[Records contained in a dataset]
"""

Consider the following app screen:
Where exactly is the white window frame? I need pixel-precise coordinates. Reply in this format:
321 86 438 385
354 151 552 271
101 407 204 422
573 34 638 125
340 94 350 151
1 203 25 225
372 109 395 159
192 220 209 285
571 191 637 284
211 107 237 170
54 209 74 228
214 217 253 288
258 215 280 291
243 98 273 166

"""

◆ TASK DETAILS
Lines from the one that contains "Where exactly is" through the final line of the entries must be duplicated exactly, and no other lines.

◆ RESPONSE TO THE TASK
Where exactly is the white window frame? I need pixel-precise coordinates. Reply in this format:
321 86 438 385
354 151 552 271
101 407 204 422
573 34 638 125
340 94 350 151
1 203 25 225
372 109 395 159
192 220 209 285
571 191 637 284
211 107 237 170
54 209 74 228
214 217 253 288
258 215 280 291
243 98 273 166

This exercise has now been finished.